Required work
Pick out every line in the records below that contains the string "pixels" and copy each of those lines. Case counts.

Material for the task
---+---

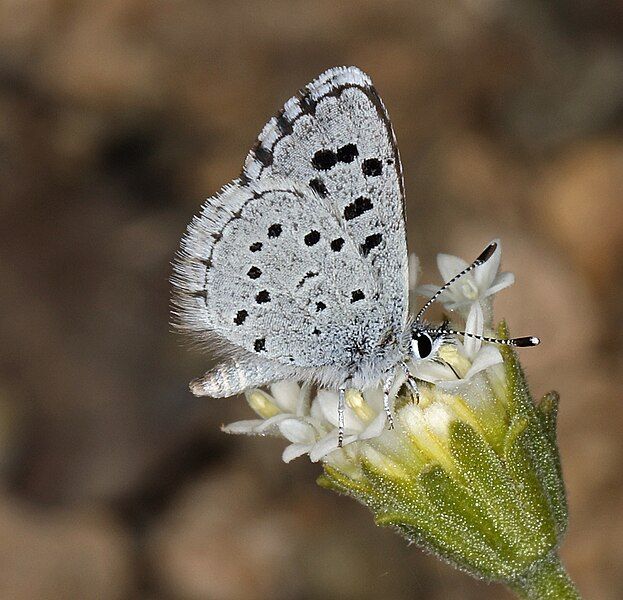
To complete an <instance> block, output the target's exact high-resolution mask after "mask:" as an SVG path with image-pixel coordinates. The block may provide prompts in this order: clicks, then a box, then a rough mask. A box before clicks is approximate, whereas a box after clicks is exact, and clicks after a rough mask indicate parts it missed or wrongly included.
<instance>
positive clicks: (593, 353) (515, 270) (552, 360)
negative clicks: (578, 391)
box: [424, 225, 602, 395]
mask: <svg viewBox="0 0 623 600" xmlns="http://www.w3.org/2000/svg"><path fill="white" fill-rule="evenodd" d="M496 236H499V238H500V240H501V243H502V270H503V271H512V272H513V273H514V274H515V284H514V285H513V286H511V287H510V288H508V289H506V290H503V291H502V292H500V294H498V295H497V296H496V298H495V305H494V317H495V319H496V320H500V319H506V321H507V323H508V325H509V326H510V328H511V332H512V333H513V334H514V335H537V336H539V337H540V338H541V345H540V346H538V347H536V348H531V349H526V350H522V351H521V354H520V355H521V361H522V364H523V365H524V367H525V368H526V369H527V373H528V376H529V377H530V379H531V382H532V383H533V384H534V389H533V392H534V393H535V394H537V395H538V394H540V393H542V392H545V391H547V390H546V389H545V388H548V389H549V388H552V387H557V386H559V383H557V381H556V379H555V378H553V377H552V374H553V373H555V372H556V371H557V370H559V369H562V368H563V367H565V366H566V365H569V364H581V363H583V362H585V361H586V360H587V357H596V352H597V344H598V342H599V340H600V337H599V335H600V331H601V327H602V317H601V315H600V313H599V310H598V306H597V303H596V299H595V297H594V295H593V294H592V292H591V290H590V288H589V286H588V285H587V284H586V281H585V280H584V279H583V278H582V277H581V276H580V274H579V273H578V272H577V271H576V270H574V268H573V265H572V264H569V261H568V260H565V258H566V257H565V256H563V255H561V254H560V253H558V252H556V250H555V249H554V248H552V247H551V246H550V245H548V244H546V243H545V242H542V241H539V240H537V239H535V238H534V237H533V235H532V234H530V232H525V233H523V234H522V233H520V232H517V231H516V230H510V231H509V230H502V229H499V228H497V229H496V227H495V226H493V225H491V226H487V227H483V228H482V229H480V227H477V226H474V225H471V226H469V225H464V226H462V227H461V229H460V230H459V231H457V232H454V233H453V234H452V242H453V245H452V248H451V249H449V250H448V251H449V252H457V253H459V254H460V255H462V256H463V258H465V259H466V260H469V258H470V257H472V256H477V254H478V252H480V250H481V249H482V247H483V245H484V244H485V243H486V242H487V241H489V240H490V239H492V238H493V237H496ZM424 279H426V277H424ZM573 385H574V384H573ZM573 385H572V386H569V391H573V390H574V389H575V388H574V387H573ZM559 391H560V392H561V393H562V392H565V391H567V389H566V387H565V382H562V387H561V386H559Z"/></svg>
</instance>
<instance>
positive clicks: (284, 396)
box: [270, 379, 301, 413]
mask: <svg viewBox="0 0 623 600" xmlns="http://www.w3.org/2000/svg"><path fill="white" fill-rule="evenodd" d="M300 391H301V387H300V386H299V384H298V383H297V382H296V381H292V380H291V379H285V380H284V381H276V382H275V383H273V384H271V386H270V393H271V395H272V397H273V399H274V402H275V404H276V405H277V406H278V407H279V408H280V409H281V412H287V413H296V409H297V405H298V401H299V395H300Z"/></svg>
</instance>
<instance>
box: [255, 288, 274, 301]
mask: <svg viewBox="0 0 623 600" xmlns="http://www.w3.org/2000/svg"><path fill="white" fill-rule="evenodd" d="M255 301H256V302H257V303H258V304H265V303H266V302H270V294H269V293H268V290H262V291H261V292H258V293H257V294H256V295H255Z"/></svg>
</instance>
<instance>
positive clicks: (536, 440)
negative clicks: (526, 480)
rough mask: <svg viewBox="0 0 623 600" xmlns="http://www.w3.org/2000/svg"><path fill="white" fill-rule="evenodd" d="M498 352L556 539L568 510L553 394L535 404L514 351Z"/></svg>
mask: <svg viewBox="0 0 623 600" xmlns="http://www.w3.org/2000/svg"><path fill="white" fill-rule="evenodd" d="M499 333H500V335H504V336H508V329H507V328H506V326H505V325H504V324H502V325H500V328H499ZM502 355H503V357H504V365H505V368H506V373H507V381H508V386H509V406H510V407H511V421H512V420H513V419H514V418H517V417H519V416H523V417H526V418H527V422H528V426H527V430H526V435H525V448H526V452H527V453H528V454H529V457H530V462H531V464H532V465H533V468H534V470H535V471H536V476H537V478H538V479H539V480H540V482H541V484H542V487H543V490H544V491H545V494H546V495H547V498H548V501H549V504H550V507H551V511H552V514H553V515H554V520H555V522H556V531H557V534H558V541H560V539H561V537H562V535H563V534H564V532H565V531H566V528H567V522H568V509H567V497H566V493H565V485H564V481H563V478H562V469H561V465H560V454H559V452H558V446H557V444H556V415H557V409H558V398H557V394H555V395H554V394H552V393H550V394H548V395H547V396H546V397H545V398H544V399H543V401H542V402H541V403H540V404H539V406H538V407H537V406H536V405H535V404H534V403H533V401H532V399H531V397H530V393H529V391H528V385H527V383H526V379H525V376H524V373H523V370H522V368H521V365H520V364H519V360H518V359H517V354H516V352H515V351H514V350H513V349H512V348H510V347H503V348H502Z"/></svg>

---+---

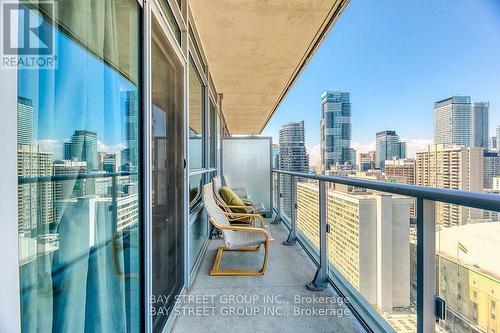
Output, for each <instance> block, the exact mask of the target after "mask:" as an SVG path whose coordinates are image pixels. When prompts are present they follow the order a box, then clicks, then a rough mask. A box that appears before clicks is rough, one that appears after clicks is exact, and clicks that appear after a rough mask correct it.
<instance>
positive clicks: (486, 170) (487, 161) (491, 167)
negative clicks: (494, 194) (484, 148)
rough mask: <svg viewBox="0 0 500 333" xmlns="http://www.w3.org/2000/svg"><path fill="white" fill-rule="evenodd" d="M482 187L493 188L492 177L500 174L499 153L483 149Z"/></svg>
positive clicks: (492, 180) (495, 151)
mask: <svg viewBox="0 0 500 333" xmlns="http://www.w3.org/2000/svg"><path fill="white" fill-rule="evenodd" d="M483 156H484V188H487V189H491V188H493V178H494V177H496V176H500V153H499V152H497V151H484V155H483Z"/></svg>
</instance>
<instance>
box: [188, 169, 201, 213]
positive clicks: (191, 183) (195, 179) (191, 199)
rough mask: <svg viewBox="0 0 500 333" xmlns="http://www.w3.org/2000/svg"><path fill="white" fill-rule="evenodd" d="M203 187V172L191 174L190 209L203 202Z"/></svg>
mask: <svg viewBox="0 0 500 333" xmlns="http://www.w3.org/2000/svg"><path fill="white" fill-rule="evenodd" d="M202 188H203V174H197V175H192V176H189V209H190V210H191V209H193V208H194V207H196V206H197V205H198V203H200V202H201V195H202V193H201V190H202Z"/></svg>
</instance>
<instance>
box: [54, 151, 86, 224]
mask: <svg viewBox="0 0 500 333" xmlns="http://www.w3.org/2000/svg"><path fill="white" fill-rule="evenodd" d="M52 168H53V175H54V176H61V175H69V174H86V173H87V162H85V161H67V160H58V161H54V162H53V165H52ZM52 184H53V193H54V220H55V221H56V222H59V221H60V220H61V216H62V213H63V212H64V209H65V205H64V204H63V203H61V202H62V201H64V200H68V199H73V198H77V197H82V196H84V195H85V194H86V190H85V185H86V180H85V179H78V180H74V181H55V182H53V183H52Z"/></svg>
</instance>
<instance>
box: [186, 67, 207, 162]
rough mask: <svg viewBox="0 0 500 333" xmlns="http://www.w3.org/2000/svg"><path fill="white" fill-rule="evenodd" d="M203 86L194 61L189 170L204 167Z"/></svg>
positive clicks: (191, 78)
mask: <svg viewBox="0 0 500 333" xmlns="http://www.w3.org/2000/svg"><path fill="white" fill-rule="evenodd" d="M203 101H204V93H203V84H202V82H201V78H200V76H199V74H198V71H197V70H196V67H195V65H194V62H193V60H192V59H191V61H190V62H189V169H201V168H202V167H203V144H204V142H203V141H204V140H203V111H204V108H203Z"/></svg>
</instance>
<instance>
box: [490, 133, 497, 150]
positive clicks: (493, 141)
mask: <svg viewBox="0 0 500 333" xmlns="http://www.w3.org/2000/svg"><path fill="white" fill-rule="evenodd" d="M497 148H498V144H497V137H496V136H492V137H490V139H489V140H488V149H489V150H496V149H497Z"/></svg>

---+---

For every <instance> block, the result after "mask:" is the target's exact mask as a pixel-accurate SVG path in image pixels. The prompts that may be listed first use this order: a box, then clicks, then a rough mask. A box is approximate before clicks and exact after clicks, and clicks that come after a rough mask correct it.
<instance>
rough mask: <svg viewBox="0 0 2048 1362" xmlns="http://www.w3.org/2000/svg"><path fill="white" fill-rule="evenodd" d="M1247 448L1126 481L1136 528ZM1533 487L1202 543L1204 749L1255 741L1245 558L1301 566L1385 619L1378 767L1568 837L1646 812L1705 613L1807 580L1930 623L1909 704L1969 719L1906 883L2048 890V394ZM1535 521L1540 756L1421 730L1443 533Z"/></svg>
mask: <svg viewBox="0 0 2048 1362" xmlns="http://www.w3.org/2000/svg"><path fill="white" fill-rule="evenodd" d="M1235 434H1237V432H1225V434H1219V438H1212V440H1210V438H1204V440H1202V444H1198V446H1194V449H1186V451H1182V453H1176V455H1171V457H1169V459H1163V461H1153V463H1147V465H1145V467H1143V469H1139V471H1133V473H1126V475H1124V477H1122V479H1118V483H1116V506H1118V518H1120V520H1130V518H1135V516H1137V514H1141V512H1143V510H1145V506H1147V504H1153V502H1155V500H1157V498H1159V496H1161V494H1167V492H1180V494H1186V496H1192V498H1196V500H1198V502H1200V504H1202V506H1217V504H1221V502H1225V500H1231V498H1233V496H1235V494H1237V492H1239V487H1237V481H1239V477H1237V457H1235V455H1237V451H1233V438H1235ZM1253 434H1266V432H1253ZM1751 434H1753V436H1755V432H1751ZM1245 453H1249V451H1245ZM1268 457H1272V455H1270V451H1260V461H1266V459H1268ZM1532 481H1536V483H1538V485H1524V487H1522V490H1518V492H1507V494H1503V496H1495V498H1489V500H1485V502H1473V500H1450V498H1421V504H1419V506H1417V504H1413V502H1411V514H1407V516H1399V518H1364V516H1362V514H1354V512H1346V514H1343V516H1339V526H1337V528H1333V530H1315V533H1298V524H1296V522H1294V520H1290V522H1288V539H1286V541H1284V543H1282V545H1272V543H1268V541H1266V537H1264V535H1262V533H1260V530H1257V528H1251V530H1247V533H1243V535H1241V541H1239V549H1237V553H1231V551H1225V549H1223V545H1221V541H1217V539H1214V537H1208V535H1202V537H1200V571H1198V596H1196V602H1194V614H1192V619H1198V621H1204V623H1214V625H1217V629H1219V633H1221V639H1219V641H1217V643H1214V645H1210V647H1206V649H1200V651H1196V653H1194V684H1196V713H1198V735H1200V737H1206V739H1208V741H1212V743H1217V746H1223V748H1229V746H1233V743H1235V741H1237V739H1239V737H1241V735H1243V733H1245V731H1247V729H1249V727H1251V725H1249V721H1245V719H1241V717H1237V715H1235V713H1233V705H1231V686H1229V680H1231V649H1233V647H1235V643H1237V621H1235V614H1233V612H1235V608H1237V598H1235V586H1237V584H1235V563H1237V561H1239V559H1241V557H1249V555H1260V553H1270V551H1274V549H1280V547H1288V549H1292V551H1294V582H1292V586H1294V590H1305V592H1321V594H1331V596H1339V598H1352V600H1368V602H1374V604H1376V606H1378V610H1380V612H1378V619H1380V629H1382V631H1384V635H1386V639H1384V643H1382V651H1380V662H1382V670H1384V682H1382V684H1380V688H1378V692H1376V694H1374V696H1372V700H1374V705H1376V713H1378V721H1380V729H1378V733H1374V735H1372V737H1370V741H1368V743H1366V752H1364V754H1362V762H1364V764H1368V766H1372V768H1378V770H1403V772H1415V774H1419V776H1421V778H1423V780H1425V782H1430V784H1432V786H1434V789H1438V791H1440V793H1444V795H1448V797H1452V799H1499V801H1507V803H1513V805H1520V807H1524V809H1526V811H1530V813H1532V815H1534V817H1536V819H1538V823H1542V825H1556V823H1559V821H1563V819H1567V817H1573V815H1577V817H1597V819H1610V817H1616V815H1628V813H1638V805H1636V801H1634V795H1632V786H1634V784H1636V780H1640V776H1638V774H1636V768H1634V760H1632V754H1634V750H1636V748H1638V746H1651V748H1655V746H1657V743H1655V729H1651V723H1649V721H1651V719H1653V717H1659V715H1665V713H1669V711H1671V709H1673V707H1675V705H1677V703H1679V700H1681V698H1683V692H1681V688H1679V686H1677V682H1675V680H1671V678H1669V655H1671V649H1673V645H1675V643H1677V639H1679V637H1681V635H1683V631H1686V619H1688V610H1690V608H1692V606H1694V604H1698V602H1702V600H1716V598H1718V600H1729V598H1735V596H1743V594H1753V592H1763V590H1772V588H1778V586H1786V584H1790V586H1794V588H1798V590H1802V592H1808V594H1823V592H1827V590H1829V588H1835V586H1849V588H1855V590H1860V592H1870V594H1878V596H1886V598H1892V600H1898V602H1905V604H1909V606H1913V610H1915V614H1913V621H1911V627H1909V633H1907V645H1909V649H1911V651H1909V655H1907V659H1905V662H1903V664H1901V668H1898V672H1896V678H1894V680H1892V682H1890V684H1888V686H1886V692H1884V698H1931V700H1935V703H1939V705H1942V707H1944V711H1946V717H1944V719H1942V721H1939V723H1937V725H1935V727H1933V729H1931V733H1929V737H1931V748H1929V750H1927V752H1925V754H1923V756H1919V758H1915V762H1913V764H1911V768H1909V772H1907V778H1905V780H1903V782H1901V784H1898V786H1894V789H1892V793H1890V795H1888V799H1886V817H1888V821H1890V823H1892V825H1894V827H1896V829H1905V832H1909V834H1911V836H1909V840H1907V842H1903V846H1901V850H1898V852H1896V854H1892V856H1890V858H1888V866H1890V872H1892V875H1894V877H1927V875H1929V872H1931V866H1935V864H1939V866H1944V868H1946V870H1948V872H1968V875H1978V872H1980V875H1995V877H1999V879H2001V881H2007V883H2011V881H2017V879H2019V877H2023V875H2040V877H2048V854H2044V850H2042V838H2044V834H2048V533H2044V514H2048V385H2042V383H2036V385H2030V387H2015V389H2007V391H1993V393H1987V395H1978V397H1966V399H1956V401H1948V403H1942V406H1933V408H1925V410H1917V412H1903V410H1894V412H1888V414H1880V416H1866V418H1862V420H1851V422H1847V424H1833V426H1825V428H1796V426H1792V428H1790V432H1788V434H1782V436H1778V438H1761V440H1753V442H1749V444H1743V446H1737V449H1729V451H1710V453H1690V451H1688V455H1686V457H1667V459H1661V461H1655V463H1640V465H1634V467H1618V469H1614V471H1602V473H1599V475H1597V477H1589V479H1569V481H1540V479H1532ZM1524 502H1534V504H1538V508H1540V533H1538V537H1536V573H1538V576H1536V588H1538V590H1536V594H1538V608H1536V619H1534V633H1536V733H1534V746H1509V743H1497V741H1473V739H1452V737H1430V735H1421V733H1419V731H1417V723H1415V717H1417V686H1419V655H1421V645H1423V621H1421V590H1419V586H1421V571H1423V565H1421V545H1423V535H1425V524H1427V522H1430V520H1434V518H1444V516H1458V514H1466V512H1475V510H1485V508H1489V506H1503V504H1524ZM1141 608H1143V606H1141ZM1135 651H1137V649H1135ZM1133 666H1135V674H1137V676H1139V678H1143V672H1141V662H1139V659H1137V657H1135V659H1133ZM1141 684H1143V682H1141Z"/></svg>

---+---

Output for this task
Output, for each <instance> block, the exact mask of the target after "mask:" as an SVG path whose coordinates are image pixels. When prompts are present they follow the order a box, then clicks, then a rough mask. A box that appears before clicks is rough, one that appears after clicks is exact, and clicks that appear after a rough mask correct it.
For every <instance> block, the result after "mask:" is the target's exact mask as a pixel-accurate SVG path in image pixels. The prompts that may be listed first use this order: a box, then clicks, then a rough mask. A box is approximate before clicks and exact after clicks, and clicks that come after a rough mask correct it.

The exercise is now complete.